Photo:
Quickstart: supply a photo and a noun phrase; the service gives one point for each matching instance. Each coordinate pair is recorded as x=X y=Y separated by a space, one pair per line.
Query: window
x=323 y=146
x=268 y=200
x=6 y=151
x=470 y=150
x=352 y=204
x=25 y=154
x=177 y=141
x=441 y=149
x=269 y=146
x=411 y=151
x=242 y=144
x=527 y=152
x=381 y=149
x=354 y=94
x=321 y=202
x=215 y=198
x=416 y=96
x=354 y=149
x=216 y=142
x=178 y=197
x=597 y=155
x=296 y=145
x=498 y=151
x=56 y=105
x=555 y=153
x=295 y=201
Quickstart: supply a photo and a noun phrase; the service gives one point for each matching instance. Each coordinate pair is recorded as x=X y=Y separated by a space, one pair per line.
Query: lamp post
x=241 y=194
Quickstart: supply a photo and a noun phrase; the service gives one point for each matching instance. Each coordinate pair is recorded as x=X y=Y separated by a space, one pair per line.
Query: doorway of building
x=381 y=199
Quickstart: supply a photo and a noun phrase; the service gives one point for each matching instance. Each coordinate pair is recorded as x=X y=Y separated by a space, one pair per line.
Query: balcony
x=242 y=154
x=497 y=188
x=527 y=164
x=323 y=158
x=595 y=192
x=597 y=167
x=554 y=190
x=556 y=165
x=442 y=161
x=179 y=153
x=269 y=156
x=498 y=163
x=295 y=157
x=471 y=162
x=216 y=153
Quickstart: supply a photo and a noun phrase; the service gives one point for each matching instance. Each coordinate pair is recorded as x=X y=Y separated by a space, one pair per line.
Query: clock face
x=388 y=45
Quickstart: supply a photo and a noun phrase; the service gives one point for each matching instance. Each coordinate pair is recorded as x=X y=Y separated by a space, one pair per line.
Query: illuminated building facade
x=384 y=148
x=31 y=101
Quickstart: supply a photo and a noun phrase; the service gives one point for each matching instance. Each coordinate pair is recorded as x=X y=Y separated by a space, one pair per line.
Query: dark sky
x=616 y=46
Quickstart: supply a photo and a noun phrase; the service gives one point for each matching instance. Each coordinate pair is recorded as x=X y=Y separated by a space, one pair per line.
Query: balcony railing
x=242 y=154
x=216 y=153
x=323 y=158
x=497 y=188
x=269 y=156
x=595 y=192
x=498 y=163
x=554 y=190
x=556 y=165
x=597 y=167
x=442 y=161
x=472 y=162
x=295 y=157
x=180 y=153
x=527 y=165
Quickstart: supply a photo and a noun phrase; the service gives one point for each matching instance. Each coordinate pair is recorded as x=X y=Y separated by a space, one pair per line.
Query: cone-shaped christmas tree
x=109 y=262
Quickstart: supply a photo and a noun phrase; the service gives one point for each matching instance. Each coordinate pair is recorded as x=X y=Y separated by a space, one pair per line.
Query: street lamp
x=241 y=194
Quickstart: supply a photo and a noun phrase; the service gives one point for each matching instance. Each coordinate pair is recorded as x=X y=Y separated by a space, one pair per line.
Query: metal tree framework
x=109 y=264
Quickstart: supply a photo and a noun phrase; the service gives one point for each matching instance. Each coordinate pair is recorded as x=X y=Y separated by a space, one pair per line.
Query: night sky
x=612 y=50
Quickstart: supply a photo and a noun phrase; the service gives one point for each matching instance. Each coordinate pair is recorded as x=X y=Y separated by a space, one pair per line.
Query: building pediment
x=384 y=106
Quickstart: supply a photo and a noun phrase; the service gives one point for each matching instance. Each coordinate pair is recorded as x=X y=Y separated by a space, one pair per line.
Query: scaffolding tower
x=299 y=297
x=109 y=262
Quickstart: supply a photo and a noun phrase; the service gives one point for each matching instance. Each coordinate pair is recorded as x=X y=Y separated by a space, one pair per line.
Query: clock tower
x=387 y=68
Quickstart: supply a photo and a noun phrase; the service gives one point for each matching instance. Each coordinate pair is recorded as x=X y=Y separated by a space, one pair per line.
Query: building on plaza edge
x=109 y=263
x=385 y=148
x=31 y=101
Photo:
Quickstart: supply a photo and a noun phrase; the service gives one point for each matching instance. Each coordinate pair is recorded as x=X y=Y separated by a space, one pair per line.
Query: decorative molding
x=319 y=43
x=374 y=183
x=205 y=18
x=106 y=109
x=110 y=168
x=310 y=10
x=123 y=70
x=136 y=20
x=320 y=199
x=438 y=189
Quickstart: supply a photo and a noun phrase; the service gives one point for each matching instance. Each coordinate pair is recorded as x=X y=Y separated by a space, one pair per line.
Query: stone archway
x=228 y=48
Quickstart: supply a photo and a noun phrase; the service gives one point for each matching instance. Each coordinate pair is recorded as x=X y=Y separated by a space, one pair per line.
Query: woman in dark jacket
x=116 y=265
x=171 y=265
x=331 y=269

════════

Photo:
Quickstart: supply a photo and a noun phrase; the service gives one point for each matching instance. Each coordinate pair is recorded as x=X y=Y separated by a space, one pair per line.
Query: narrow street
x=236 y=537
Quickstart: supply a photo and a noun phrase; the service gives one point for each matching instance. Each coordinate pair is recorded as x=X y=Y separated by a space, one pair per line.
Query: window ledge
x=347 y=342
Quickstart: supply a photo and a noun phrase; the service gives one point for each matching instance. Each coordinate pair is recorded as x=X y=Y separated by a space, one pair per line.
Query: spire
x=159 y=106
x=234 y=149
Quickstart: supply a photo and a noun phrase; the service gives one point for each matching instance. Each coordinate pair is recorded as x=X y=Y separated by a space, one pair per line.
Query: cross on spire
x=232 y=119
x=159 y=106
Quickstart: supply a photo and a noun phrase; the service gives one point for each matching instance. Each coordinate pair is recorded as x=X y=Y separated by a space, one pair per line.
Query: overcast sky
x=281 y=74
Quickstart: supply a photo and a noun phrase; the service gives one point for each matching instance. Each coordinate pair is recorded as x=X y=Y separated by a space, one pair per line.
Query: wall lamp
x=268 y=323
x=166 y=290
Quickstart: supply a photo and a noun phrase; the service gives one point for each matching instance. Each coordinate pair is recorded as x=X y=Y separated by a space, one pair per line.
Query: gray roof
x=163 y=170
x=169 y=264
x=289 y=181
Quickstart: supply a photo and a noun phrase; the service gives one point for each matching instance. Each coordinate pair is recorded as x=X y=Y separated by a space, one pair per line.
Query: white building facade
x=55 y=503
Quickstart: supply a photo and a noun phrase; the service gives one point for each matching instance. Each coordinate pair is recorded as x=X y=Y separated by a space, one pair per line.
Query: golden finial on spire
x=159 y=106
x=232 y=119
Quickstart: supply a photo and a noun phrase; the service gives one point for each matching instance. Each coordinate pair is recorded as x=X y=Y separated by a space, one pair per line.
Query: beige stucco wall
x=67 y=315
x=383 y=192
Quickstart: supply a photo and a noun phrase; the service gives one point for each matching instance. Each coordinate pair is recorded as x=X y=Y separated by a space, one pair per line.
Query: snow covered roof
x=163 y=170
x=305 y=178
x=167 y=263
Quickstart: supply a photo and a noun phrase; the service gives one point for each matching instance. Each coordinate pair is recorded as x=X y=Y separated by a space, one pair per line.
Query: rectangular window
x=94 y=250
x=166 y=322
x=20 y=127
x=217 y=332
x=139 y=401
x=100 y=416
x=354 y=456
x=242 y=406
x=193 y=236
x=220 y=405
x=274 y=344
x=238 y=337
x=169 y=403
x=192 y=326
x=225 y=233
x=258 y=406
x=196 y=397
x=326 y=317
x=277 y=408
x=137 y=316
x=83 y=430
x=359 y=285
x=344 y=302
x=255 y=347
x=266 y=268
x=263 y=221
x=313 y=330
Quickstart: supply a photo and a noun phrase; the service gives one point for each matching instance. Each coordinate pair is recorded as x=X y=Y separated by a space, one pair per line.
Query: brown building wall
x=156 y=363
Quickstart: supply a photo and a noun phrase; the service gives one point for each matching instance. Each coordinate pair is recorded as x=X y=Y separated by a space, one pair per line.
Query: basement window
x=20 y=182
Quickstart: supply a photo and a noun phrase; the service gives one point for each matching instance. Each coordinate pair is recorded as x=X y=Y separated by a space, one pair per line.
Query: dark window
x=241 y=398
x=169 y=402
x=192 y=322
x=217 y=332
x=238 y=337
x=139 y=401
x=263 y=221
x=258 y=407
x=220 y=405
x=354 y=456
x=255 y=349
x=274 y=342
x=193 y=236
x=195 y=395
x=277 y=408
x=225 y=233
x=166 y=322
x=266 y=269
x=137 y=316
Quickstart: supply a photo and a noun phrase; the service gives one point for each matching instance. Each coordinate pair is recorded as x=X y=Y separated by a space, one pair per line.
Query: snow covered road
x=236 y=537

════════

[PROBLEM TO WORK ON] State how many lines of the records contain the string "tower". Give the number alone.

[SOLUTION TO THIS PROBLEM] 2